§ Source text:

## Start

The co-domain of A consists of three elements that is 0, 1, and the unit interval [0,1]. These can be treated as degrees of membership of elements to the concept captured by A. Given this simplified view, we approximate the original fuzzy with intent of enhancing the readability (interpretability) of the information granules. These three quantification levels come with an apparent interpretation. All elements of X for which A(x) assume 1 are called a core of the shadowed set—they embrace all elements that are fully compatible with the concept conveyed by A. The elements of X for which A(x) attains zero are excluded from A. The elements of X for which we have assigned the unit interval are completely uncertain—we are not at position to allocate any numeric membership grade. In this region we are faced with a complete uncertainty (don’t know quantification). Therefore we allow the usage of the unit interval, which reflects uncertainty meaning that any numeric value could be permitted here. In essence, such element could be excluded (we pick up the lowest possible value from the unit interval), exhibit partial membership (any number within the range from 0 and 1) or could be fully allocated to A. Given this extreme level of uncertainty (nothing is known and all values are allowed), we call these elements shadows and hence the name of the shadowed set. An illustration of the underlying concept of a shadowed set is included in Fig. 8.

Fig. 8
figure 8

An example of a shadowed set A; note that shadows are formed around the cores of the construct

One can view this mapping (viz. shadowed set) as an interesting example of a three-valued logic as encountered in the classic model introduced by Lukasiewicz. Having this in mind, we can think of shadowed sets as a symbolic representation of numeric fuzzy sets. Obviously, the elements of co-domain of A could be labeled using symbols (say, certain, shadow, excluded; or a, b, c and alike) endowed with some well-defined semantics. This conversion of a fuzzy set into a shadowed set is instrumental from the interpretation perspective. For instance, the multimodal membership function illustrated in Fig. 9, once the induced shadowed set has been constructed, comes with a three-valued logic interpretation as succinctly underlined by a string of quantifying values included in the same figure.

Fig. 9
figure 9

From fuzzy set A to its shadowed set representation and the resulting interpretation

6 Statistically sound logic connectives

The statistical support incorporated into the structure of the logic connective helps address the issues emerging when dealing with the aggregation schemes and fusion of information coming from a number of sources, cf. Bouchon-Meunier (1998) and Torra (2005). These operators are also critical when being articulated by the possibility and necessity measures. We introduce a concept of statistically augmented (directed) logic connectives (Pedrycz 2009) by constructing a connective that takes into consideration a statistically driven aggregation with some weighting function being reflective of the nature of the underlying logic operation.

## End

§ Requirements:
#1 Do these statements agree with the passage on shadowed sets? Answer yes or no for each, quoting the words of the passage that decide it.
(a) Elements of X for which A(x) attains zero are excluded from A.
(b) The passage presents a shadowed set as an example of a two-valued logic.
(c) The co-domain of A consists of four elements.
#2 Write out the part of the passage on shadowed sets from "6 Statistically sound" to "underlying logic operation.", word for word.
#3 In the passage on shadowed sets, what are all elements of X for which A(x) assume 1 called?

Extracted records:
## Start

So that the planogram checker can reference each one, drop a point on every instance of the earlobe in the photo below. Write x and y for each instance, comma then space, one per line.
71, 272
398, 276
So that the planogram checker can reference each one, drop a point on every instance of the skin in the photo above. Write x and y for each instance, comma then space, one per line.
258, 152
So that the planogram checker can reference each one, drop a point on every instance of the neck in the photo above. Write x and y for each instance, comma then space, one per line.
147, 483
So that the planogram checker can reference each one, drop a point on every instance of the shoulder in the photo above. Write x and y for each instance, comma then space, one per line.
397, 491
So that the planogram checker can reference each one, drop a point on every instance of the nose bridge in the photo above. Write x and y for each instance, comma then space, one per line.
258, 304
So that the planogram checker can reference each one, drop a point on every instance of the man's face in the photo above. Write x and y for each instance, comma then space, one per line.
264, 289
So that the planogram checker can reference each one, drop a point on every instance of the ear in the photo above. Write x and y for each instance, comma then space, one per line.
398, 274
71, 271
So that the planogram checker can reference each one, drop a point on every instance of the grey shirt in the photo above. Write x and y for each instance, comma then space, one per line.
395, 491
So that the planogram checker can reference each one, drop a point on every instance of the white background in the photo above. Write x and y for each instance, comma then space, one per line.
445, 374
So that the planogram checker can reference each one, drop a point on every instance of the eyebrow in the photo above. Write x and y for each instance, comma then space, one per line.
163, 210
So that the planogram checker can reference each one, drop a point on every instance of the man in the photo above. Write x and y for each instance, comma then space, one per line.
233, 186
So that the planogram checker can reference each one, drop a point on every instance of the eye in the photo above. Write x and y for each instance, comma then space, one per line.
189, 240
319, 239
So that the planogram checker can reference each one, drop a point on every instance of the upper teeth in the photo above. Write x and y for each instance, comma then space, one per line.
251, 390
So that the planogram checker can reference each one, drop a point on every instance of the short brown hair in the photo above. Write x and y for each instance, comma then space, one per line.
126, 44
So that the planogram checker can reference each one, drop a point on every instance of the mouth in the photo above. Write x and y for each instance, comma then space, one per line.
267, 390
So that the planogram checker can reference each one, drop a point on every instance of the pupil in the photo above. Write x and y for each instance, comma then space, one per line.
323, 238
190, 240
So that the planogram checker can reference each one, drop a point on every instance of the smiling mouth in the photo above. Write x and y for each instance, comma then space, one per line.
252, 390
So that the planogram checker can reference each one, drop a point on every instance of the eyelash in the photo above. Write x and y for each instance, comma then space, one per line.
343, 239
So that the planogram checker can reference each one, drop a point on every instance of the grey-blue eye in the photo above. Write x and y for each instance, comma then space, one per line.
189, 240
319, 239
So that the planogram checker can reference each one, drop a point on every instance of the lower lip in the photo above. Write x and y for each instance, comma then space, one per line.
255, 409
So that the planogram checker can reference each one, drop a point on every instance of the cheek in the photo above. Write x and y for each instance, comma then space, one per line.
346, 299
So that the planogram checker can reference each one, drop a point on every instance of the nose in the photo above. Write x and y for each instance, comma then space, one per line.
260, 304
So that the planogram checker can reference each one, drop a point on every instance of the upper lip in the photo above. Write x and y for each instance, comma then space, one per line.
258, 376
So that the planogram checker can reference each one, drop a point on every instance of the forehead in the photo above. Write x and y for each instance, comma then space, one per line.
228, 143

## End

§ Answers by task:
#1
(a) Yes: "The elements of X for which A(x) attains zero are excluded from A."
(b) No: "One can view this mapping (viz. shadowed set) as an interesting example of a three-valued logic as encountered in the classic model introduced by Lukasiewicz."
(c) No: "The co-domain of A consists of three elements that is 0, 1, and the unit interval [0,1]."

#2
6 Statistically sound logic connectives

The statistical support incorporated into the structure of the logic connective helps address the issues emerging when dealing with the aggregation schemes and fusion of information coming from a number of sources, cf. Bouchon-Meunier (1998) and Torra (2005). These operators are also critical when being articulated by the possibility and necessity measures. We introduce a concept of statistically augmented (directed) logic connectives (Pedrycz 2009) by constructing a connective that takes into consideration a statistically driven aggregation with some weighting function being reflective of the nature of the underlying logic operation.

#3 They are called a core of the shadowed set.